## Prompt 1
From the post on automations for service businesses, reproduce verbatim everything from "Here’s how I" down to "on Christmas morning.".
## Prompt 2
Render this sentence from the post on automations for service businesses in Spanish: "It’s the simplest automation with the most immediate payoff."

5 Automations Every Service Business Should Set Up First
Every time I set up a CRM or booking system for a new client, they ask the same question: “What should I automate first?”
It’s a fair question. There are hundreds of things you could automate. The list gets overwhelming fast — and the temptation is to either try everything at once or do nothing because you can’t decide where to start.
Here’s how I think about it. Forget the fancy stuff. Start with the five things that every service business does manually, multiple times a week, that follow the same pattern every time. Get those running properly. Then look at what’s next.
These are the five I set up for almost every client. They’re not complex. They don’t require expensive software. And they consistently pay for themselves within weeks.
1. Booking confirmations and reminders
This is where I always start. It’s the simplest automation with the most immediate payoff.
My sister runs a beauty salon. Before we set up online bookings, she was managing appointments through texts, Facebook DMs, and Instagram messages — doing the back-and-forth dance of finding a time that works, seven days a week, even on holidays. Even on Christmas morning.
We replaced all of that with an online booking system. Now when a client books, they get an instant confirmation with the date, time, and any prep instructions. Twenty-four hours before the appointment, they get a reminder. An hour before, another one.
The difference was immediate. Not just the time she saved — hours every week — but the mental load. She stopped checking her phone every five minutes. She got weekends back with my niece.
For most service businesses dealing with multiple appointments a day, online bookings with automated confirmations and reminders easily save an hour a day. The tools are cheap — Fresha is free, Square Appointments starts free, Timely starts around $60/month depending on team size. If the system saves you even one no-show a week, it’s paid for itself.

## Dataset content

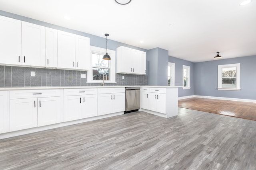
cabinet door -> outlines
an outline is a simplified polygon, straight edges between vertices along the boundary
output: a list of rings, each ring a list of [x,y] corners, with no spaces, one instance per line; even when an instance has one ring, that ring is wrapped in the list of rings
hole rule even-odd
[[[10,100],[11,131],[37,127],[37,98]]]
[[[138,50],[132,50],[132,73],[138,74],[140,73],[140,53]]]
[[[149,93],[143,92],[142,95],[141,108],[148,109],[149,109]]]
[[[97,116],[97,94],[82,96],[82,118]]]
[[[58,31],[58,67],[75,68],[75,35]]]
[[[37,106],[38,126],[60,122],[59,97],[38,98]]]
[[[82,96],[64,97],[64,121],[82,119]]]
[[[156,94],[157,109],[158,112],[166,114],[166,96],[165,94],[158,93]]]
[[[90,38],[76,35],[76,68],[90,70]]]
[[[8,92],[0,91],[0,133],[10,131]]]
[[[45,49],[46,67],[58,67],[57,31],[45,28]]]
[[[0,63],[21,64],[21,21],[0,16]]]
[[[45,27],[22,22],[22,64],[45,66]]]
[[[112,94],[98,95],[98,116],[113,113],[112,107],[113,98],[113,95]]]
[[[116,72],[131,74],[132,71],[132,49],[125,47],[116,49]]]
[[[157,111],[156,110],[156,93],[149,93],[149,109],[152,111]]]
[[[125,110],[125,93],[113,94],[112,113],[123,111]]]
[[[140,56],[139,61],[139,71],[140,74],[146,74],[146,53],[144,51],[140,51]]]

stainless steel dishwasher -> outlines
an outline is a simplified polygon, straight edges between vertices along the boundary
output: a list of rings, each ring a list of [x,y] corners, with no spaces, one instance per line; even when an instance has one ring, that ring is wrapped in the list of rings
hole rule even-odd
[[[124,113],[138,111],[140,108],[140,88],[125,88],[126,101]]]

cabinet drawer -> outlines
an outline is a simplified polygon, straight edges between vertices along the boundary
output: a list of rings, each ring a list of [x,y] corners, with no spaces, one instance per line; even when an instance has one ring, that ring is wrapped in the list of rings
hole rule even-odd
[[[58,97],[60,89],[25,90],[10,91],[10,99]]]
[[[98,94],[106,94],[108,93],[125,93],[125,88],[101,88],[98,89]]]
[[[142,92],[149,92],[149,88],[148,87],[142,87],[141,90]]]
[[[149,88],[149,92],[150,93],[166,93],[166,88]]]
[[[96,88],[72,88],[64,89],[64,96],[77,96],[97,94]]]

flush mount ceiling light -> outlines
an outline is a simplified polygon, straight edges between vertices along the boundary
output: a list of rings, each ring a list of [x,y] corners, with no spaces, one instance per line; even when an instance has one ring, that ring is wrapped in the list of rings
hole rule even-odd
[[[215,57],[214,57],[214,59],[220,59],[222,57],[221,56],[220,56],[219,55],[219,53],[220,53],[219,52],[217,52],[217,55]]]
[[[115,0],[116,2],[120,5],[126,5],[132,1],[132,0]]]
[[[106,54],[103,56],[103,58],[102,59],[103,60],[109,60],[111,59],[110,57],[108,54],[108,35],[109,35],[108,34],[105,34],[105,36],[106,36]]]
[[[239,5],[241,6],[243,6],[244,5],[246,5],[249,4],[249,3],[252,2],[252,0],[246,0],[241,2]]]

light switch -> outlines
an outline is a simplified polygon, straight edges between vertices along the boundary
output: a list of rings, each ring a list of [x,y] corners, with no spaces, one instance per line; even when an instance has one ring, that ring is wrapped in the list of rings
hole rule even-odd
[[[86,78],[86,74],[82,73],[81,74],[81,78]]]
[[[31,77],[34,77],[35,76],[35,72],[34,71],[32,71],[30,72],[30,75],[31,76]]]

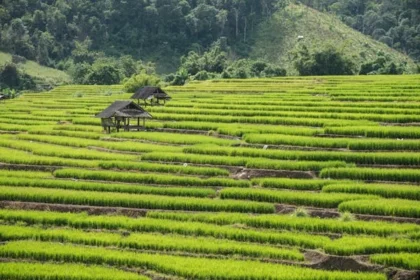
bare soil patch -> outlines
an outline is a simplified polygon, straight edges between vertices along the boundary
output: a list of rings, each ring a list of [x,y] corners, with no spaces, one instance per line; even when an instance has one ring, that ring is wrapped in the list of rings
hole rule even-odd
[[[316,178],[316,174],[311,171],[240,168],[236,171],[235,174],[232,175],[232,178],[235,179],[252,179],[259,177],[313,179]]]
[[[61,166],[50,166],[50,165],[26,165],[26,164],[0,163],[0,169],[7,169],[7,170],[54,172],[55,170],[61,169],[61,168],[62,168]]]

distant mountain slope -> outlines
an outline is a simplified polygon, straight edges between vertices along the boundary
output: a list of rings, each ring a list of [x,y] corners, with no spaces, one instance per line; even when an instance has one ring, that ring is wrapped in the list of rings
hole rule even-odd
[[[0,52],[0,66],[11,61],[12,55]],[[18,63],[17,65],[19,69],[33,77],[37,81],[37,84],[40,85],[61,85],[70,83],[71,81],[71,78],[67,73],[39,65],[34,61],[27,60],[26,62]]]
[[[331,14],[304,5],[290,5],[285,11],[274,14],[260,25],[253,38],[252,58],[280,63],[291,74],[296,74],[291,53],[301,44],[310,49],[327,45],[344,48],[358,64],[374,59],[382,51],[394,61],[406,63],[409,72],[416,69],[410,57],[348,27]]]

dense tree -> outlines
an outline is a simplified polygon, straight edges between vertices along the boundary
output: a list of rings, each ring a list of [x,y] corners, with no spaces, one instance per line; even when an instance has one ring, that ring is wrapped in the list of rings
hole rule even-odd
[[[419,0],[300,0],[420,61]]]
[[[296,54],[295,67],[302,76],[353,75],[355,64],[351,58],[334,47],[310,52],[302,46]]]
[[[179,57],[194,46],[199,46],[200,53],[223,36],[231,45],[247,41],[253,28],[286,2],[4,0],[0,2],[0,46],[45,65],[58,65],[70,56],[74,63],[92,64],[95,57],[90,52],[124,53],[137,59]]]

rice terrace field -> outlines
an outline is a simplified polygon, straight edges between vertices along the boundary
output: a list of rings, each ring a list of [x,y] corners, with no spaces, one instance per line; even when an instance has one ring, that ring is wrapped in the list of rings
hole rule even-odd
[[[0,279],[419,279],[420,76],[122,86],[0,103]]]

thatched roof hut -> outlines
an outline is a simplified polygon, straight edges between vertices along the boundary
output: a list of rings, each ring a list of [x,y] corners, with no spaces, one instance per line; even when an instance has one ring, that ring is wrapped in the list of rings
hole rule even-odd
[[[125,131],[144,129],[146,119],[153,118],[152,115],[133,101],[115,101],[95,117],[101,118],[102,126],[108,133],[111,132],[111,127],[115,127],[117,131],[120,128],[124,128]],[[130,119],[133,118],[137,119],[137,126],[130,126]],[[143,119],[142,126],[140,126],[140,119]]]

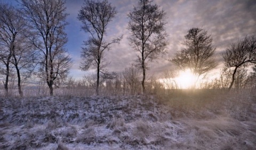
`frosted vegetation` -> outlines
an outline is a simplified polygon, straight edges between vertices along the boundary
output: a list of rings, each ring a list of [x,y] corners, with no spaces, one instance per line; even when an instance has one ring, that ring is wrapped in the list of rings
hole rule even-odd
[[[60,93],[0,98],[0,149],[256,147],[253,91],[173,90],[87,97]]]

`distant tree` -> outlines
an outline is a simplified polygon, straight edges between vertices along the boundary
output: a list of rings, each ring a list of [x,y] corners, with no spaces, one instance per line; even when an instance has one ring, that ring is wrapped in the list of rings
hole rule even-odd
[[[215,48],[212,45],[211,35],[203,29],[191,28],[185,37],[183,44],[186,47],[177,52],[171,61],[181,70],[191,70],[198,80],[217,65],[214,56]]]
[[[228,88],[230,90],[235,80],[238,68],[249,64],[256,64],[256,37],[247,36],[236,44],[231,44],[223,55],[225,66],[234,68],[232,80]]]
[[[67,77],[71,61],[65,48],[67,24],[64,0],[20,0],[26,17],[37,34],[31,38],[42,54],[39,76],[46,80],[50,95],[58,79]]]
[[[132,65],[128,68],[125,68],[123,72],[124,82],[125,83],[128,91],[130,91],[132,95],[135,95],[140,91],[139,71],[137,67]]]
[[[160,10],[159,6],[153,4],[152,2],[150,0],[140,0],[138,6],[134,6],[128,14],[128,29],[131,34],[129,40],[130,45],[140,53],[136,62],[142,69],[141,84],[144,94],[147,62],[164,53],[167,44],[164,28],[166,14]]]
[[[11,63],[16,70],[19,93],[23,96],[21,77],[29,77],[35,66],[35,52],[26,38],[30,32],[27,21],[18,9],[7,4],[1,4],[0,13],[1,45],[5,49],[2,51],[3,53],[1,53],[0,57],[6,67],[4,84],[5,90],[7,93]]]
[[[105,69],[109,63],[105,59],[105,51],[110,49],[110,45],[119,43],[122,38],[122,37],[119,37],[108,42],[105,37],[107,26],[116,13],[115,7],[107,0],[102,2],[85,0],[77,17],[83,23],[82,29],[85,32],[89,32],[90,36],[86,41],[84,41],[85,47],[82,48],[81,54],[84,61],[80,67],[83,71],[91,67],[97,68],[97,95],[99,95],[100,74],[105,77],[111,76]]]

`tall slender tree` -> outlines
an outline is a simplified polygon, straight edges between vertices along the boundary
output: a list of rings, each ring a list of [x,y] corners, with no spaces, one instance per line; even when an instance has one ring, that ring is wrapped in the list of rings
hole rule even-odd
[[[31,29],[37,33],[31,41],[42,54],[39,75],[45,80],[52,96],[55,80],[66,77],[71,65],[65,48],[67,38],[64,31],[68,24],[65,1],[20,0],[20,4]]]
[[[228,89],[230,90],[235,80],[237,70],[249,64],[256,64],[256,37],[245,37],[236,44],[231,44],[223,55],[225,66],[233,68],[232,80]]]
[[[164,53],[167,44],[164,28],[165,13],[159,6],[152,4],[153,1],[139,0],[138,5],[128,14],[128,29],[131,32],[129,40],[130,45],[139,53],[136,62],[142,70],[141,85],[144,94],[147,62]]]
[[[198,80],[218,65],[214,57],[215,48],[212,45],[211,35],[202,28],[192,28],[185,37],[183,44],[186,47],[178,52],[171,61],[181,70],[191,70]]]
[[[105,53],[110,49],[113,43],[118,43],[122,36],[108,41],[106,39],[106,30],[109,23],[116,14],[115,7],[108,2],[85,0],[79,10],[78,19],[82,21],[82,29],[89,33],[90,37],[84,41],[81,57],[84,59],[81,68],[86,71],[91,68],[96,68],[97,80],[96,93],[99,95],[100,74],[104,76],[111,75],[105,70],[109,64],[105,59]]]
[[[0,13],[2,14],[0,16],[2,24],[0,37],[2,46],[5,49],[2,51],[3,53],[1,53],[0,57],[6,67],[4,83],[6,93],[8,92],[10,65],[11,63],[16,70],[19,93],[22,96],[22,76],[25,75],[23,73],[28,72],[26,76],[29,77],[35,64],[35,53],[31,44],[27,42],[26,35],[30,32],[27,22],[18,9],[8,4],[1,4]]]

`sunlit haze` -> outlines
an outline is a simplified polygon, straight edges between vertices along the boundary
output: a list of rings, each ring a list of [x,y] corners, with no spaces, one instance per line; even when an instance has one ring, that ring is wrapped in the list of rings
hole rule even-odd
[[[76,79],[96,73],[95,70],[82,71],[79,68],[82,61],[80,55],[83,41],[87,40],[89,36],[81,29],[82,23],[77,19],[83,1],[66,1],[66,12],[69,15],[67,18],[69,24],[66,28],[66,32],[68,41],[66,48],[73,61],[70,74]],[[120,73],[134,63],[137,58],[136,55],[139,54],[129,45],[127,37],[130,32],[127,29],[127,14],[133,6],[137,5],[138,1],[108,1],[116,7],[117,14],[107,27],[106,39],[111,39],[122,35],[123,38],[119,44],[113,45],[110,51],[107,52],[106,59],[110,63],[106,69],[110,72]],[[0,2],[17,5],[15,0],[0,0]],[[184,36],[191,28],[203,28],[211,35],[213,44],[216,47],[216,58],[219,62],[219,65],[213,73],[219,71],[223,66],[221,53],[231,43],[235,43],[246,35],[256,34],[256,1],[155,0],[153,3],[160,6],[166,13],[165,29],[169,35],[169,45],[166,48],[167,54],[149,62],[149,69],[147,71],[149,76],[159,77],[163,71],[174,68],[174,65],[167,60],[183,47]],[[184,81],[181,84],[182,87],[185,85],[183,82],[191,85],[185,81],[190,79],[179,80]]]
[[[179,88],[188,89],[195,86],[197,79],[197,77],[189,69],[187,69],[185,71],[180,71],[179,76],[174,80]]]

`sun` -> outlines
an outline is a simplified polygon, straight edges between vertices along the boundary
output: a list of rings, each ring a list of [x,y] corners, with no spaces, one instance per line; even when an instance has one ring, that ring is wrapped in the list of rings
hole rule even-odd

## Your response 1
Here’s how I think about it. Forget the fancy stuff. Start with the five things that every service business does manually, multiple times a week, that follow the same pattern every time. Get those running properly. Then look at what’s next.
These are the five I set up for almost every client. They’re not complex. They don’t require expensive software. And they consistently pay for themselves within weeks.
1. Booking confirmations and reminders
This is where I always start. It’s the simplest automation with the most immediate payoff.
My sister runs a beauty salon. Before we set up online bookings, she was managing appointments through texts, Facebook DMs, and Instagram messages — doing the back-and-forth dance of finding a time that works, seven days a week, even on holidays. Even on Christmas morning.

## Your response 2
Es la automatización más sencilla y la que ofrece el beneficio más inmediato.